**Objective:**
Convert every line of the data below into a JSON list of strings, one string per line, skipping blank lines. Leave the pictures out.

**Material:**
◇ ◇ ◇ ◇ ◇

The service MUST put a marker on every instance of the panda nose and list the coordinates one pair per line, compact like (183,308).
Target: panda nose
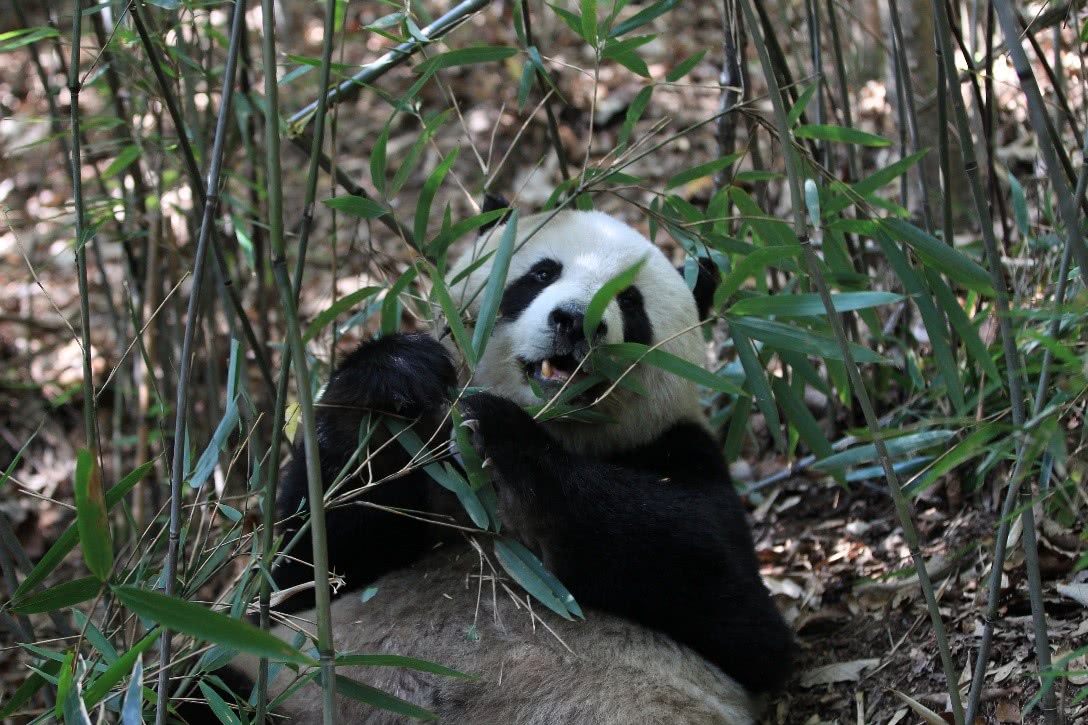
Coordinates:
(568,320)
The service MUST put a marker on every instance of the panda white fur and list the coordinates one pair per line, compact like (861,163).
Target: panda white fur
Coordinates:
(637,517)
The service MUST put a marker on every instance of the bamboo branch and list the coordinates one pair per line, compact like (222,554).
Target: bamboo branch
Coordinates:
(181,415)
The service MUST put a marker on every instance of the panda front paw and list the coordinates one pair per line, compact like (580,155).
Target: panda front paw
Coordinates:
(402,373)
(502,431)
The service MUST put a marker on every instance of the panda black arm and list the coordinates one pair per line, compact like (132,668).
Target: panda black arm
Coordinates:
(404,375)
(657,535)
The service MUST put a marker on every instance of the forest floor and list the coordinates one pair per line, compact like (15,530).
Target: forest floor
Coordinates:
(833,556)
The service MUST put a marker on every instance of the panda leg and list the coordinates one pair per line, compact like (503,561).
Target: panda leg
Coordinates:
(656,535)
(404,376)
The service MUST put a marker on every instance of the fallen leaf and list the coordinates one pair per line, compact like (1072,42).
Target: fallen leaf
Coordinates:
(1006,712)
(1077,592)
(922,711)
(839,672)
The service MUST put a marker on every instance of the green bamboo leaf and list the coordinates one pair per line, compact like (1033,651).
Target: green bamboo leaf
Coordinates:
(430,188)
(209,457)
(643,16)
(962,324)
(357,206)
(801,418)
(810,305)
(453,316)
(123,160)
(529,573)
(940,256)
(678,366)
(799,108)
(633,63)
(411,158)
(454,232)
(376,698)
(590,21)
(91,520)
(573,21)
(116,671)
(703,170)
(493,292)
(398,661)
(787,336)
(465,57)
(71,537)
(205,624)
(607,292)
(755,379)
(1020,205)
(28,688)
(752,266)
(867,186)
(15,39)
(132,710)
(897,446)
(843,134)
(219,705)
(634,112)
(684,66)
(344,304)
(391,305)
(58,598)
(378,158)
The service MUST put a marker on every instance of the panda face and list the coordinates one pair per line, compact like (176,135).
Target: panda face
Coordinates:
(560,261)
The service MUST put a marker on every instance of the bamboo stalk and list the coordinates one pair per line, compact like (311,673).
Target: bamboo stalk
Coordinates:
(295,349)
(202,193)
(273,179)
(75,85)
(902,505)
(181,415)
(371,72)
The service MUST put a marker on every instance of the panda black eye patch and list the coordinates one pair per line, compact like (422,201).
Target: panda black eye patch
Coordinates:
(637,327)
(520,293)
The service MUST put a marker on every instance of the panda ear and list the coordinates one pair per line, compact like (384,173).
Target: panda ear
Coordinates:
(706,283)
(492,203)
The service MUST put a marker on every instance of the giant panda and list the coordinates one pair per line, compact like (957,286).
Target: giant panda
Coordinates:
(635,516)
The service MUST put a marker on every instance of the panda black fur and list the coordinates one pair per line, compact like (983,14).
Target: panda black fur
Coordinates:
(638,518)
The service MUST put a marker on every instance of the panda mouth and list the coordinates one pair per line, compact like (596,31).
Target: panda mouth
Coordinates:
(555,370)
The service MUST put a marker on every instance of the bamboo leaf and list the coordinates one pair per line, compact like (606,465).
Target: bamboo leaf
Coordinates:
(530,574)
(703,170)
(430,188)
(643,16)
(205,624)
(684,66)
(465,57)
(810,305)
(940,256)
(71,537)
(376,698)
(123,160)
(779,334)
(116,671)
(91,519)
(493,292)
(60,597)
(398,661)
(344,304)
(677,366)
(897,446)
(843,134)
(357,206)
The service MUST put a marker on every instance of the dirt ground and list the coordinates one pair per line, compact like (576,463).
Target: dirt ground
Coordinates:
(827,552)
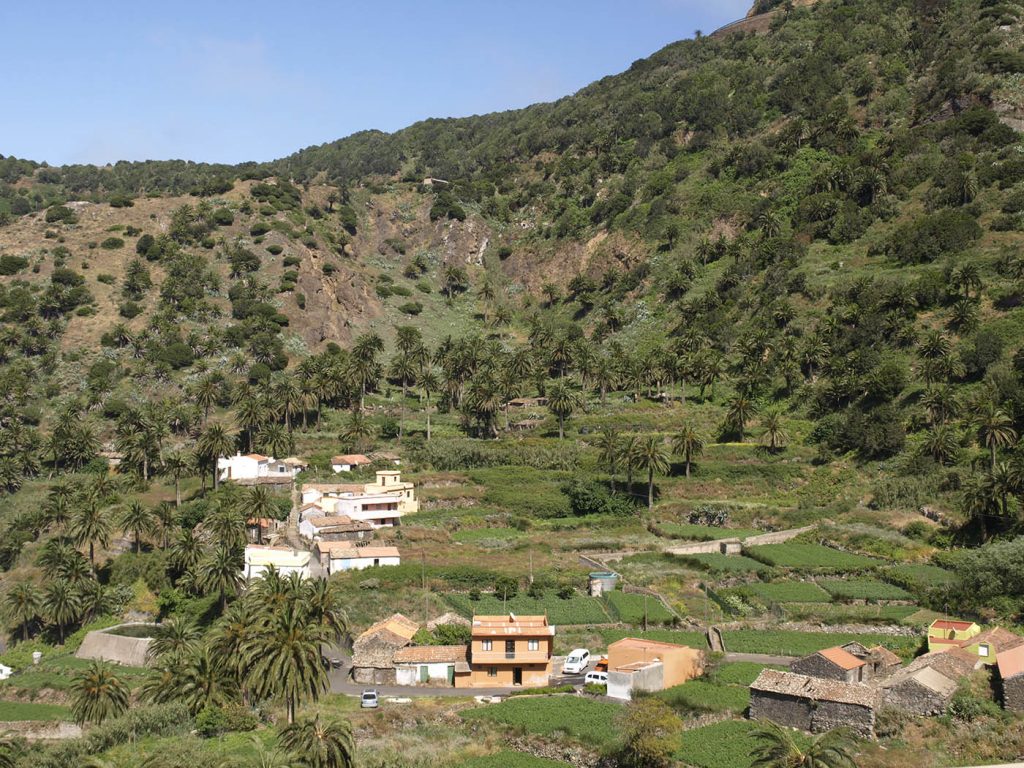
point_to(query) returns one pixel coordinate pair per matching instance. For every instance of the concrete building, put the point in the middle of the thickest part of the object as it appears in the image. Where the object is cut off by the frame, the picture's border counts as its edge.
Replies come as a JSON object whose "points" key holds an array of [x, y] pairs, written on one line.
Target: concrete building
{"points": [[636, 665], [287, 561], [335, 528], [256, 467], [423, 665], [812, 704], [926, 686], [1011, 665], [833, 664], [943, 633], [509, 650], [373, 651], [349, 462], [338, 556]]}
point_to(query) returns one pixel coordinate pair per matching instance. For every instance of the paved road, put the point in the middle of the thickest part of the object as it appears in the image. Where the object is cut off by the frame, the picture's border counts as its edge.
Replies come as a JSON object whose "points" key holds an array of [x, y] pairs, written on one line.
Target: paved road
{"points": [[761, 658]]}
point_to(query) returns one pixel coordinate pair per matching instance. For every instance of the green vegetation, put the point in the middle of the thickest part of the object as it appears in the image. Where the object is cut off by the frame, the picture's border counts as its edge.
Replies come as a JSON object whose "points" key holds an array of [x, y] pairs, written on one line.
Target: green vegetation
{"points": [[809, 557], [583, 719]]}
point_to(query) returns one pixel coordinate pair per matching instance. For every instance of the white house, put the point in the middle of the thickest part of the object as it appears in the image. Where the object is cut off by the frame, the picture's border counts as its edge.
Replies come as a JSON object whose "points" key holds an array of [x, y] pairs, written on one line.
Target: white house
{"points": [[255, 467], [349, 462], [337, 556], [334, 527], [285, 559]]}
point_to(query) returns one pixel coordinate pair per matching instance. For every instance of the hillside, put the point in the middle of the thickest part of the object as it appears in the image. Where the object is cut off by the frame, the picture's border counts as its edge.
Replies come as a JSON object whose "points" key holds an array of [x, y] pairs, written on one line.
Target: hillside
{"points": [[764, 286]]}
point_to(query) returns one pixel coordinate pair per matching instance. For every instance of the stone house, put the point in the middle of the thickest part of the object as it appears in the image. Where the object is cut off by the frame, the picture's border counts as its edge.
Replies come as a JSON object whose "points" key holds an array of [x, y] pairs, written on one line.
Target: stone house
{"points": [[373, 651], [813, 704], [833, 664], [1011, 665], [927, 685], [423, 665]]}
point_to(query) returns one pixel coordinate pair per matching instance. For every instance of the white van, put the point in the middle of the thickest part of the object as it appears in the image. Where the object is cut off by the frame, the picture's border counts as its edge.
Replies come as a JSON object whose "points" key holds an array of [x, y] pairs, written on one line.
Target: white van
{"points": [[577, 662]]}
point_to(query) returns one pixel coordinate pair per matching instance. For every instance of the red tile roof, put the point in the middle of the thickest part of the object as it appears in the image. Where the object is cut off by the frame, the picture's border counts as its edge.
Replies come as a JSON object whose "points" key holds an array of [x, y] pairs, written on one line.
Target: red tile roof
{"points": [[842, 658]]}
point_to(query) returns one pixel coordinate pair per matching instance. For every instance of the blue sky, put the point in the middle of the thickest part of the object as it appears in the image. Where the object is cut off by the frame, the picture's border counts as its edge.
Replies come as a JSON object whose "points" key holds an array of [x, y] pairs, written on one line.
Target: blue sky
{"points": [[226, 81]]}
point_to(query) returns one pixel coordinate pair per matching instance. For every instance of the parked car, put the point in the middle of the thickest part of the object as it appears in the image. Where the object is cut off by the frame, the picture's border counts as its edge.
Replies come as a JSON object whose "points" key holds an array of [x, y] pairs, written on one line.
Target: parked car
{"points": [[577, 662]]}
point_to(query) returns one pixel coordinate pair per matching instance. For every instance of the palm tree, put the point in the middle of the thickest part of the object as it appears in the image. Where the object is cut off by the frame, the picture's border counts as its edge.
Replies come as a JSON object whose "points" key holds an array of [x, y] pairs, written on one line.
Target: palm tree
{"points": [[740, 411], [216, 440], [321, 744], [942, 443], [778, 748], [994, 429], [90, 525], [775, 436], [175, 637], [61, 605], [259, 500], [178, 464], [24, 602], [97, 693], [356, 431], [562, 400], [221, 572], [284, 656], [652, 456], [689, 442], [137, 519], [609, 452]]}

◇ ◇ ◇ ◇ ◇

**Full response:**
[
  "The service MUST put a marker on every instance of the panda nose and list the coordinates one pair per line, compact like (183,308).",
  "Target: panda nose",
  "Coordinates:",
  "(568,320)",
  "The service MUST put a marker on every instance of the panda white fur and list the coordinates one pair per line, compact like (861,163).",
  "Target: panda white fur",
  "Coordinates:",
  "(637,517)",
  "The service MUST put a marker on every instance of the bamboo branch and list the coordinates one pair per line, compact like (222,554).",
  "Target: bamboo branch",
  "Coordinates:",
  "(181,415)",
  "The service MUST put a marker on every instance of the panda front paw and list the coordinates one pair per line, compact like (580,155).",
  "Target: panda front paw",
  "Coordinates:",
  "(402,373)",
  "(502,431)",
  "The service MUST put a marker on every instance of the panda black arm and list the coordinates one pair per line, compact like (132,668).",
  "Target: panda black arm",
  "Coordinates:",
  "(404,375)",
  "(657,535)",
  "The service MUST put a marker on every instance of the forest floor and list the coordinates one pair per line, compact like (15,530).",
  "Target: forest floor",
  "Coordinates:",
  "(833,556)",
  "The service MUST put a marker on every instance of the panda leg and list the coordinates one pair per line, compact like (503,561).",
  "Target: panda leg",
  "Coordinates:",
  "(656,535)",
  "(404,376)",
  "The service MUST put a marker on every instance of the fallen leaf and list the coordinates one pair per line, compact like (1072,42).",
  "Target: fallen leaf",
  "Coordinates:",
  "(1006,712)",
  "(1077,592)",
  "(922,711)",
  "(839,672)",
  "The service MUST put a marker on every instance of the green bamboo leaf and list the coordinates one pair per line, compact like (1033,651).",
  "Target: green bamboo leaf",
  "Coordinates:",
  "(430,188)",
  "(209,457)",
  "(643,16)",
  "(962,324)",
  "(357,206)",
  "(801,418)",
  "(810,305)",
  "(453,316)",
  "(123,160)",
  "(529,573)",
  "(940,256)",
  "(678,366)",
  "(799,108)",
  "(633,63)",
  "(411,158)",
  "(454,232)",
  "(376,698)",
  "(590,21)",
  "(91,520)",
  "(573,21)",
  "(116,671)",
  "(703,170)",
  "(493,292)",
  "(398,661)",
  "(787,336)",
  "(465,57)",
  "(71,537)",
  "(205,624)",
  "(607,292)",
  "(755,379)",
  "(1020,205)",
  "(28,688)",
  "(752,266)",
  "(867,186)",
  "(15,39)",
  "(132,710)",
  "(897,446)",
  "(843,134)",
  "(219,705)",
  "(634,112)",
  "(684,66)",
  "(344,304)",
  "(391,305)",
  "(58,598)",
  "(378,158)",
  "The service MUST put a marker on every instance of the panda face and list the coordinates one pair per line, compact like (176,135).",
  "Target: panda face",
  "Coordinates:",
  "(560,261)",
  "The service MUST put a marker on every instance of the bamboo stalk and list the coordinates one pair per line, compact like (311,673).",
  "Target: bamboo stalk",
  "Coordinates:",
  "(295,349)",
  "(202,193)",
  "(273,179)",
  "(75,85)",
  "(902,505)",
  "(181,415)",
  "(371,72)",
  "The service MUST put a marker on every instance of the panda black eye patch and list the coordinates one pair per line, compact like (422,201).",
  "Target: panda black eye patch",
  "Coordinates:",
  "(637,327)",
  "(520,293)",
  "The service MUST put a marker on every instance of the panda ear and list the coordinates one pair per line, compact like (384,173).",
  "Target: panda ear",
  "Coordinates:",
  "(706,283)",
  "(492,203)",
  "The service MUST put a marker on every instance of the giant panda and list the coordinates one pair per line, compact like (957,286).",
  "Target: giant panda",
  "Coordinates:",
  "(635,516)",
  "The service MUST put a marker on every instance of the panda black fur and list the coordinates one pair per line, compact like (983,14).",
  "Target: panda black fur",
  "Coordinates:",
  "(638,518)",
  "The service MUST put a marker on every instance of the panda mouth and list the coordinates one pair per line, compact like (596,31).",
  "Target: panda mouth",
  "Coordinates:",
  "(555,370)",
  "The service MUST put a marker on every instance of the bamboo leaf and list the coordinates one pair per line, compact like (606,465).",
  "Target: bamboo leaf",
  "Coordinates:",
  "(530,574)",
  "(703,170)",
  "(430,188)",
  "(643,16)",
  "(205,624)",
  "(684,66)",
  "(465,57)",
  "(810,305)",
  "(940,256)",
  "(71,537)",
  "(376,698)",
  "(123,160)",
  "(779,334)",
  "(116,671)",
  "(91,519)",
  "(493,292)",
  "(60,597)",
  "(398,661)",
  "(344,304)",
  "(677,366)",
  "(897,446)",
  "(843,134)",
  "(357,206)",
  "The service MUST put a marker on every instance of the dirt ground and list the coordinates one pair per line, compact like (576,463).",
  "Target: dirt ground",
  "Coordinates:",
  "(827,552)",
  "point_to(query) returns one pixel coordinate pair per matching instance. For every instance of the concrete building, put the point in the middle of the thickest part of the object as it appears in the image. Where the object is cut off by the frame, the picture's border counts as its edge.",
  "Replies come as a JSON object whose \"points\" key holds an array of [x, y] pairs, written on one line.",
  "Target: concrete building",
  "{\"points\": [[636, 665], [287, 561], [335, 528], [256, 467], [423, 665], [812, 704], [926, 686], [1011, 665], [833, 664], [943, 633], [509, 650], [373, 651], [349, 462], [338, 556]]}",
  "point_to(query) returns one pixel coordinate pair per matching instance. For every instance of the paved road, put the point in the middle of the thickest part of the object as it appears in the image. Where the object is cut off by the frame, the picture's border counts as its edge.",
  "Replies come as a JSON object whose \"points\" key holds an array of [x, y] pairs, written on one line.",
  "Target: paved road",
  "{\"points\": [[761, 658]]}",
  "point_to(query) returns one pixel coordinate pair per matching instance. For every instance of the green vegetation, put the point in the middle of the thickest part of the object as it appears in the image. Where the object is cut off by the frame, the picture's border counts as its edge.",
  "Replies come as a JSON object whose \"points\" key holds an array of [x, y] pairs, written on one line.",
  "Target: green vegetation",
  "{\"points\": [[809, 557], [583, 719]]}",
  "point_to(query) returns one pixel coordinate pair per matching instance. For every instance of the white house, put the point in the middle of the thickest part of the object as it appears in the image. Where the object is cut off by the frame, the picture's border counts as its edge.",
  "Replies come as a JSON object whose \"points\" key holds an array of [x, y] pairs, written on one line.",
  "Target: white house",
  "{\"points\": [[255, 467], [349, 462], [337, 556], [334, 527], [285, 559]]}",
  "point_to(query) returns one pixel coordinate pair per matching instance. For every instance of the hillside, put the point in the middle of the thickest part of the object as it appears in the image. Where the object is cut off by the frame, the picture's border counts as its edge.",
  "Replies come as a JSON object whose \"points\" key holds an array of [x, y] pairs, written on one line.",
  "Target: hillside",
  "{\"points\": [[764, 286]]}",
  "point_to(query) returns one pixel coordinate pair per matching instance. For every instance of the stone house, put the point in the middle of the thickest part of the object as it appears in the image. Where the object is cut off by the frame, the picture's border counts as its edge.",
  "Replies come as a JSON object whose \"points\" key holds an array of [x, y] pairs, written on one line.",
  "Target: stone house",
  "{\"points\": [[373, 651], [813, 704], [833, 664], [1011, 665], [927, 685], [423, 665]]}",
  "point_to(query) returns one pixel coordinate pair per matching instance. For every instance of the white van, put the point in the middle of the thickest part of the object as it appears in the image. Where the object is cut off by the frame, the picture's border counts as its edge.",
  "Replies come as a JSON object whose \"points\" key holds an array of [x, y] pairs, written on one line.",
  "Target: white van",
  "{\"points\": [[577, 662]]}",
  "point_to(query) returns one pixel coordinate pair per matching instance. For every instance of the red tile roof, put the point in the middle of the thickest part of the object as it appears in the image. Where the object is cut off by the frame, the picture's border counts as its edge.",
  "Replies come as a JSON object whose \"points\" key holds an array of [x, y] pairs, written on one line.",
  "Target: red tile roof",
  "{\"points\": [[842, 658]]}",
  "point_to(query) returns one pixel coordinate pair per matching instance. For every instance of the blue sky, put the point in the middle of the thickest part of the object as it appears in the image. Where the object is cut off by the frame, the picture's border counts as its edge.",
  "Replies come as a JSON object whose \"points\" key holds an array of [x, y] pairs, written on one line.",
  "Target: blue sky",
  "{\"points\": [[226, 81]]}",
  "point_to(query) returns one pixel coordinate pair per matching instance. For every instance of the parked car, put the point in the middle of the thickest part of the object as it appears in the image. Where the object is cut off by the frame, the picture's border counts as its edge.",
  "Replies come as a JSON object whose \"points\" key holds an array of [x, y] pairs, written on one line.",
  "Target: parked car",
  "{\"points\": [[577, 662]]}",
  "point_to(query) returns one pixel coordinate pair per matching instance. For every instance of the palm tree, put the point in the middle of the thickest part of the object as it appears in the image. Where the object is cut off by the frame, the picture's border counts as its edge.",
  "Replies come as a JSON object whose \"points\" key holds an array of [x, y] pairs, written on one line.",
  "Target: palm tree",
  "{\"points\": [[740, 411], [216, 440], [321, 744], [942, 443], [778, 748], [994, 429], [90, 525], [775, 436], [175, 637], [61, 605], [259, 500], [178, 464], [24, 602], [97, 693], [356, 431], [562, 400], [221, 572], [284, 656], [652, 456], [689, 442], [137, 519], [609, 452]]}"
]